## Start
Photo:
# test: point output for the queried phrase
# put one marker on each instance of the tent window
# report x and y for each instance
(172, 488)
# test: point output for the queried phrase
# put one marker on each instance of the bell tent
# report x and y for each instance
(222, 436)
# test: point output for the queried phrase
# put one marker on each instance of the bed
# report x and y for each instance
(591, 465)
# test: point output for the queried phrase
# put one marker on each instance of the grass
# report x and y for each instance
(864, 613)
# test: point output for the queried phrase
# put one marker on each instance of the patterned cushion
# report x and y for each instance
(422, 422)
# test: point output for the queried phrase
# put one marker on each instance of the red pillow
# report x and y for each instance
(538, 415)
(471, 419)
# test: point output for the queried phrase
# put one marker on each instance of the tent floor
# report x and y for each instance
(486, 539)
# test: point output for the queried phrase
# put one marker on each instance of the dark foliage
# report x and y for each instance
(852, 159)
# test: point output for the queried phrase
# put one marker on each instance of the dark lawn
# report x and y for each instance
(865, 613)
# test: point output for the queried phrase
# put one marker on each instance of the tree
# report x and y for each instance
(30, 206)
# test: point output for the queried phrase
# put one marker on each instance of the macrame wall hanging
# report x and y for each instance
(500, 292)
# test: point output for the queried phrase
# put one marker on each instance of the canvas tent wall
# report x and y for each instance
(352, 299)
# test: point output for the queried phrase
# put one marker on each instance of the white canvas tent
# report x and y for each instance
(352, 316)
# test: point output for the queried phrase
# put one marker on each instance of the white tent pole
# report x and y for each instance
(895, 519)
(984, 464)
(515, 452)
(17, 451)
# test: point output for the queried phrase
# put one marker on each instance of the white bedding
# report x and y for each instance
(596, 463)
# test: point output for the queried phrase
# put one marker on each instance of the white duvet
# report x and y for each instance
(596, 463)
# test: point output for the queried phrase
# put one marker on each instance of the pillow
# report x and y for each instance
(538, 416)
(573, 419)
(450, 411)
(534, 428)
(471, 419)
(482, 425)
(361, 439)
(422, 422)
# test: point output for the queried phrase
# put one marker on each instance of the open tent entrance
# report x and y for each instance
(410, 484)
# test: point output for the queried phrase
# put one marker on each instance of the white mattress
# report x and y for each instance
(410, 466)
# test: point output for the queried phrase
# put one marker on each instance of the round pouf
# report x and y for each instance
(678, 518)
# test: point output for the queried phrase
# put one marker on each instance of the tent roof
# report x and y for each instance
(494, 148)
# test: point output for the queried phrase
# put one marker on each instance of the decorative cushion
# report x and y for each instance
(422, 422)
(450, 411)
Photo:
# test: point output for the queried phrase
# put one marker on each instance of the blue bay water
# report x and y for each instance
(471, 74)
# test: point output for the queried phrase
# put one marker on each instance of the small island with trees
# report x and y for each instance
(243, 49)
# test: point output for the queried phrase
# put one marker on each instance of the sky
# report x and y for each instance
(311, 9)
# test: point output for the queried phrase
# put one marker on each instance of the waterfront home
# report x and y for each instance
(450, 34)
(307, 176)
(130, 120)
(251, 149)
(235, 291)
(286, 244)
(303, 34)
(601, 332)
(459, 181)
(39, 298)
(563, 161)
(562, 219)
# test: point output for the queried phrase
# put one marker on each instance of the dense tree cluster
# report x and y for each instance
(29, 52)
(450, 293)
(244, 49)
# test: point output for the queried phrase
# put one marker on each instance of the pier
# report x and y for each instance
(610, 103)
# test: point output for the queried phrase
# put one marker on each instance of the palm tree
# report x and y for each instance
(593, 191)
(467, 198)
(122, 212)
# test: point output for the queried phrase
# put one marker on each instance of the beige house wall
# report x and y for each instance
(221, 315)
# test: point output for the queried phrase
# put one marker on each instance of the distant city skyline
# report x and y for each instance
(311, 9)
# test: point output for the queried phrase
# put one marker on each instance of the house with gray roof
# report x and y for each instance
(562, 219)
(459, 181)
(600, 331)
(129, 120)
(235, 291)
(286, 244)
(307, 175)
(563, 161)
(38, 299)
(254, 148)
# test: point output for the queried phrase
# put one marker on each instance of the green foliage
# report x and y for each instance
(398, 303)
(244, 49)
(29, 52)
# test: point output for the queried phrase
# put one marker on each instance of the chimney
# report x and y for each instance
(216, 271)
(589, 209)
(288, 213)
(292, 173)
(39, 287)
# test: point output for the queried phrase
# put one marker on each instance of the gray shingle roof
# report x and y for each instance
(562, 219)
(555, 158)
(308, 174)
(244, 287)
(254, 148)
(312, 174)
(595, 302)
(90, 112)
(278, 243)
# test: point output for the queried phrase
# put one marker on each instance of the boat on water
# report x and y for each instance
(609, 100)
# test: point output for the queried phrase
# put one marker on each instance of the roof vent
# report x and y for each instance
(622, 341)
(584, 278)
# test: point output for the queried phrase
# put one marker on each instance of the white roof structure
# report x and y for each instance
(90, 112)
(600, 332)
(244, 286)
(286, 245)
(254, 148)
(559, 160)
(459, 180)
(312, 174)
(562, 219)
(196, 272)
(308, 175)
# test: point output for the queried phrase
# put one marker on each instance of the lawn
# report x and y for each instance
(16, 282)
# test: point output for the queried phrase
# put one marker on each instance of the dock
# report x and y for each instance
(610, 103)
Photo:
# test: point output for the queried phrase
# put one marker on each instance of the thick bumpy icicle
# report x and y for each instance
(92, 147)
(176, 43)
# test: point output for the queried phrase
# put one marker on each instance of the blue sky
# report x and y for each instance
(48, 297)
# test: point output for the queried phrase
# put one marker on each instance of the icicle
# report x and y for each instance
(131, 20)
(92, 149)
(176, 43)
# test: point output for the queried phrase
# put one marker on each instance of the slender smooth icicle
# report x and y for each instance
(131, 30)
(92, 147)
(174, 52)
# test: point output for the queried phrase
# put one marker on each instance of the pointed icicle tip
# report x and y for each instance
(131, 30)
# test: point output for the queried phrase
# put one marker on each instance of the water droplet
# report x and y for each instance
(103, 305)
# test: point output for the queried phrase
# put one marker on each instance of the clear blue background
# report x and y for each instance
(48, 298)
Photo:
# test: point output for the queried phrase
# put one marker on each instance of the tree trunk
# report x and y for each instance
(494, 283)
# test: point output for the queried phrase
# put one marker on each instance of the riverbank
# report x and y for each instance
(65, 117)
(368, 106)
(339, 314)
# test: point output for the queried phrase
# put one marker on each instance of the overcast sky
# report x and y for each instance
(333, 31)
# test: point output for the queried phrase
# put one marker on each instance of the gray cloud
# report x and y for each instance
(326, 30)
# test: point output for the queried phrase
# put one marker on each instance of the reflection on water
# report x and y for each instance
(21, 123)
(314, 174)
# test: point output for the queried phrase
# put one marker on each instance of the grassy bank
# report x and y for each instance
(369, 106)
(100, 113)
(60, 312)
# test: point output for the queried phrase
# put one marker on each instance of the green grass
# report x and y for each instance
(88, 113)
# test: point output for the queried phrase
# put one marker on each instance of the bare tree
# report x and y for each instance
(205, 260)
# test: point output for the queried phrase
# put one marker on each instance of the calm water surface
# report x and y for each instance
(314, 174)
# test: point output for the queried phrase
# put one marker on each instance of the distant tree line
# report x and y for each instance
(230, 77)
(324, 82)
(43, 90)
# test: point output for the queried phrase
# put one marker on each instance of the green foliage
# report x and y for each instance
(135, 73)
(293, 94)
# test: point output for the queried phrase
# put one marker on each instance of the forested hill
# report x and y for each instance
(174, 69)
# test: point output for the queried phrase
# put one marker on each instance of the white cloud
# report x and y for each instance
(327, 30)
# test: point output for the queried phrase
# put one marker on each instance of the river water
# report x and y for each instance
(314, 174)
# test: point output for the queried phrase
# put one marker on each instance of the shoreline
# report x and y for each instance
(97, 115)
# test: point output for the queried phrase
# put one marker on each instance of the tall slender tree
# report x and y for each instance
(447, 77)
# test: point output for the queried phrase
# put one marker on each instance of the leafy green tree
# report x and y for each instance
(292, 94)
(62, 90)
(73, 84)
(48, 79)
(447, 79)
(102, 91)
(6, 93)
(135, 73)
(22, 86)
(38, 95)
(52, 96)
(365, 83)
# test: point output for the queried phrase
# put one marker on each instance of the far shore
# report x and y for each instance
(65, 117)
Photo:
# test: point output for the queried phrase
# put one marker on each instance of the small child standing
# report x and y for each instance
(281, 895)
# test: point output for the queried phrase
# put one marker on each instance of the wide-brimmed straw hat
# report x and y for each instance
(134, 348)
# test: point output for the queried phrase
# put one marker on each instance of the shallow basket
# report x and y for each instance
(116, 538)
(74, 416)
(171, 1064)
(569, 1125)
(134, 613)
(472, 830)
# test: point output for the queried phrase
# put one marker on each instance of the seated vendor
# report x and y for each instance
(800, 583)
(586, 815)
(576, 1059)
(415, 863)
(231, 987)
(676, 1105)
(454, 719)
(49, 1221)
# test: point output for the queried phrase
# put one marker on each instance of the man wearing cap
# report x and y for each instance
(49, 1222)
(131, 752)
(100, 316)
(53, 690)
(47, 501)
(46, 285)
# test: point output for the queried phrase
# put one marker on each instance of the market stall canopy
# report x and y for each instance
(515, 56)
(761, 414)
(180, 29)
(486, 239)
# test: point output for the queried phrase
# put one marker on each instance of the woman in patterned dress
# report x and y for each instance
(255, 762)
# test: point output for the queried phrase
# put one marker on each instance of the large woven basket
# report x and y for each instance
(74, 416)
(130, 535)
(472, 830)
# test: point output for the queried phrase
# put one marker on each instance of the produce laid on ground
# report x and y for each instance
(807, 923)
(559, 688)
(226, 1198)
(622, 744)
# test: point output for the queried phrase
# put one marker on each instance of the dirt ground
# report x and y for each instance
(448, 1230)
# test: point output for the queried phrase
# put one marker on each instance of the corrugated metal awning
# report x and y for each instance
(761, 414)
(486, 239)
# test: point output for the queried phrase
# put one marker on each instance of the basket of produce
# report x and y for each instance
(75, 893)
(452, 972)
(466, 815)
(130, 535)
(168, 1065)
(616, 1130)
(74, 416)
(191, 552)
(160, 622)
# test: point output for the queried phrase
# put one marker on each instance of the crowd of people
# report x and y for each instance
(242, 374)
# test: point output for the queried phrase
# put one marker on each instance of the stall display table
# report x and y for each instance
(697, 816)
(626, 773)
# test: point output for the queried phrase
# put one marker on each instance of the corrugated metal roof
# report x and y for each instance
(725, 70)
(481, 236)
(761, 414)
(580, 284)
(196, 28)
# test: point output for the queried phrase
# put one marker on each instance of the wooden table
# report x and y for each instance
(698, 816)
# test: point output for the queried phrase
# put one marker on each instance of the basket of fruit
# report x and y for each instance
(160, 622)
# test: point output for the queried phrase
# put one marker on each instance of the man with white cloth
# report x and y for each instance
## End
▶ _WRITTEN INSTRUCTION_: Gather every line in the data above that contains the word "icicle".

▶ _TASK OUTPUT_:
# put one marker on each instance of the thick bumpy icicle
# put one marker on each instance of the icicle
# put one marker on each instance of the slender smooth icicle
# put one marker on each instance of the pointed icicle tip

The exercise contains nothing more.